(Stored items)
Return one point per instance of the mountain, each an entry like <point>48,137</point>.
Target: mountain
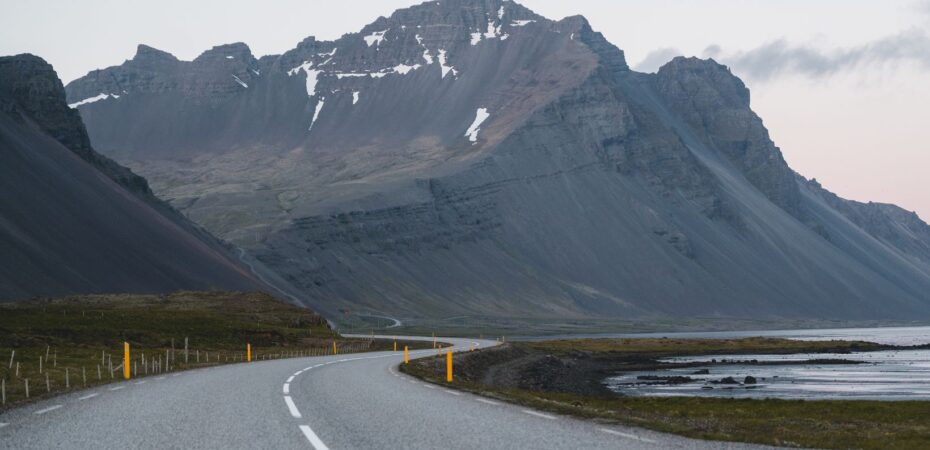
<point>472,158</point>
<point>73,221</point>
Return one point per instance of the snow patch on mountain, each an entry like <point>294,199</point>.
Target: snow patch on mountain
<point>375,38</point>
<point>403,69</point>
<point>93,99</point>
<point>316,113</point>
<point>311,76</point>
<point>442,64</point>
<point>480,116</point>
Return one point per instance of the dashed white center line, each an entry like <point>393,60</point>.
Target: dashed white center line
<point>313,438</point>
<point>626,435</point>
<point>534,413</point>
<point>291,406</point>
<point>50,408</point>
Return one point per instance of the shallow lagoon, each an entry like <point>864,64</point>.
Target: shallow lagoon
<point>885,375</point>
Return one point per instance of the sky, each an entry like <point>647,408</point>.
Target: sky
<point>842,85</point>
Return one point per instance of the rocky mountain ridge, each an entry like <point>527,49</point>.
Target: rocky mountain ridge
<point>73,221</point>
<point>472,158</point>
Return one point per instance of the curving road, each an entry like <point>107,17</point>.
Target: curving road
<point>354,401</point>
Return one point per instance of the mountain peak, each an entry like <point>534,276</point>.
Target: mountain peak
<point>696,74</point>
<point>146,53</point>
<point>237,51</point>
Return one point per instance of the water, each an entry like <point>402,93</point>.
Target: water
<point>886,335</point>
<point>885,375</point>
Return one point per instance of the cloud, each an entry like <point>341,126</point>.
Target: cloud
<point>656,58</point>
<point>780,57</point>
<point>923,7</point>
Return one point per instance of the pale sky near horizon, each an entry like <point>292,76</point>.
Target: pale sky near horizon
<point>842,85</point>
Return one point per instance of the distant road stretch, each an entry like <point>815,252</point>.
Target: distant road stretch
<point>356,401</point>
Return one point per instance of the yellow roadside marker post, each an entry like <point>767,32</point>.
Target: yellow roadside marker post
<point>448,366</point>
<point>126,360</point>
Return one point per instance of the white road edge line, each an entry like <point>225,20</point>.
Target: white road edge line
<point>49,409</point>
<point>626,435</point>
<point>534,413</point>
<point>291,406</point>
<point>313,438</point>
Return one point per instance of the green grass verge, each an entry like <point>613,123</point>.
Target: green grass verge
<point>77,340</point>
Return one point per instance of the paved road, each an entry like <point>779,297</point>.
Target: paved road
<point>354,401</point>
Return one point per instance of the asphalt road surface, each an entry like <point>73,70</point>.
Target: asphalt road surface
<point>356,401</point>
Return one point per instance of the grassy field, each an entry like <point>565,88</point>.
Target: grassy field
<point>57,345</point>
<point>790,423</point>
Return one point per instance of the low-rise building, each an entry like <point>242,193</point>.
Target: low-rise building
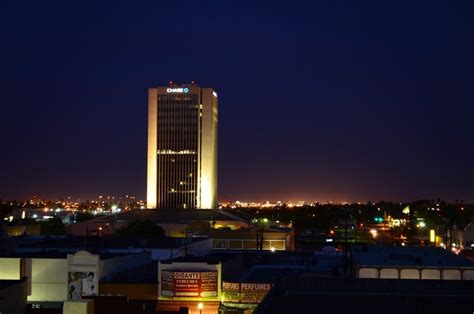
<point>398,262</point>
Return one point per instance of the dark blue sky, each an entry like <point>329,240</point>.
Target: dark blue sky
<point>319,100</point>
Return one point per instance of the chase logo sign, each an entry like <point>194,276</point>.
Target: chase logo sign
<point>177,90</point>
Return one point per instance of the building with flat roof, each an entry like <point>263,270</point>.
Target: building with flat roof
<point>182,147</point>
<point>398,262</point>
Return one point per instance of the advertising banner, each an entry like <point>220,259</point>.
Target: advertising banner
<point>189,284</point>
<point>240,292</point>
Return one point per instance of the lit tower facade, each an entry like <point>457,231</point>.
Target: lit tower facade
<point>182,147</point>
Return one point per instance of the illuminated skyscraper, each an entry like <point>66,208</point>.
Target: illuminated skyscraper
<point>182,147</point>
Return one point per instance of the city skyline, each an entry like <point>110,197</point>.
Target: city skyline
<point>326,101</point>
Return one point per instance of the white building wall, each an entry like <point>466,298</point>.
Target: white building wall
<point>368,273</point>
<point>451,274</point>
<point>48,279</point>
<point>10,268</point>
<point>430,274</point>
<point>389,273</point>
<point>409,273</point>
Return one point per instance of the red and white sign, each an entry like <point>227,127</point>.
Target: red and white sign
<point>189,284</point>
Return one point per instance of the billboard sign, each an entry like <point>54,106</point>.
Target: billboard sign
<point>240,292</point>
<point>198,284</point>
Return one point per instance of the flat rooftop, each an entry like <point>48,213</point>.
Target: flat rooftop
<point>372,255</point>
<point>176,215</point>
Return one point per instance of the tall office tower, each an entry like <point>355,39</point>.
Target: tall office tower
<point>182,147</point>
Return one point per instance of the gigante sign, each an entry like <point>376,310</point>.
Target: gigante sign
<point>198,284</point>
<point>177,90</point>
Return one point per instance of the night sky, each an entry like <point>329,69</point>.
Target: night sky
<point>318,100</point>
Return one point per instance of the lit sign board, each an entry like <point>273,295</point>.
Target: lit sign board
<point>177,90</point>
<point>240,292</point>
<point>189,284</point>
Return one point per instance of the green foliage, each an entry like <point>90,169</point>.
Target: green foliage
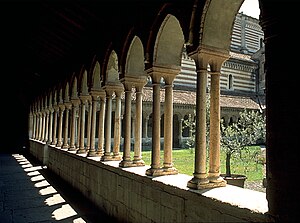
<point>237,137</point>
<point>250,129</point>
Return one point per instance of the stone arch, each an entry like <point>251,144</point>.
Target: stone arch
<point>169,43</point>
<point>83,83</point>
<point>216,27</point>
<point>112,68</point>
<point>96,77</point>
<point>134,65</point>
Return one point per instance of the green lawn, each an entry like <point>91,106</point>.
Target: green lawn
<point>184,161</point>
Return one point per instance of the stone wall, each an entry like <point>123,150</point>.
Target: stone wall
<point>131,196</point>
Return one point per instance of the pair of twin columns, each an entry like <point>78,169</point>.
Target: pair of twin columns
<point>204,58</point>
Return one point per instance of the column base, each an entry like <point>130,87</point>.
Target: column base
<point>92,153</point>
<point>81,151</point>
<point>126,163</point>
<point>161,171</point>
<point>139,162</point>
<point>204,183</point>
<point>65,147</point>
<point>72,148</point>
<point>109,157</point>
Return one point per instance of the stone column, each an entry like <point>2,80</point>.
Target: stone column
<point>50,126</point>
<point>155,152</point>
<point>68,106</point>
<point>81,149</point>
<point>107,154</point>
<point>117,129</point>
<point>137,159</point>
<point>145,127</point>
<point>40,124</point>
<point>56,110</point>
<point>75,107</point>
<point>60,124</point>
<point>168,126</point>
<point>30,123</point>
<point>180,131</point>
<point>126,161</point>
<point>43,124</point>
<point>214,145</point>
<point>34,122</point>
<point>200,181</point>
<point>101,125</point>
<point>47,125</point>
<point>89,123</point>
<point>78,124</point>
<point>95,99</point>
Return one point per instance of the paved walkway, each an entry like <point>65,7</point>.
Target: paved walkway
<point>30,193</point>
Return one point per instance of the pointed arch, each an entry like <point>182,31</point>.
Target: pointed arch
<point>112,70</point>
<point>134,65</point>
<point>169,42</point>
<point>96,77</point>
<point>216,27</point>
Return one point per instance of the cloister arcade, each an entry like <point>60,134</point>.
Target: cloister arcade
<point>74,118</point>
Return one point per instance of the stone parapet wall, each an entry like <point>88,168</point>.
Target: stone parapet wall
<point>130,196</point>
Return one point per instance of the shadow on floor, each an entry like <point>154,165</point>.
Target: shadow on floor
<point>31,193</point>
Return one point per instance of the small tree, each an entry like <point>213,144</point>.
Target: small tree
<point>235,138</point>
<point>238,136</point>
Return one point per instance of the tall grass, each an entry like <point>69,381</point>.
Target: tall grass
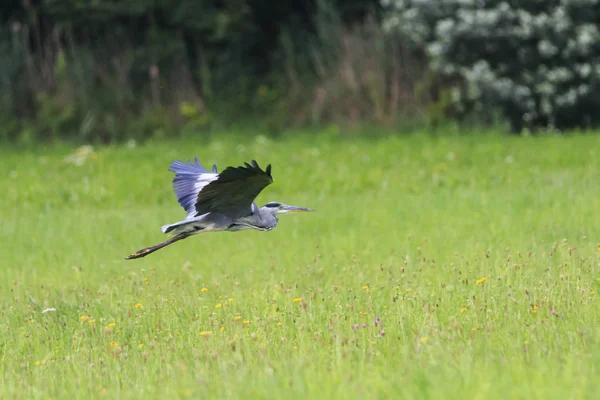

> **EXERCISE**
Select every line in the listing above that contains the string "parapet", matching case exactly, and copy each of those lines.

> **COMPLETE RESPONSE**
Return one point per instance of the stone parapet wall, each an entry like <point>88,168</point>.
Target: stone parapet wall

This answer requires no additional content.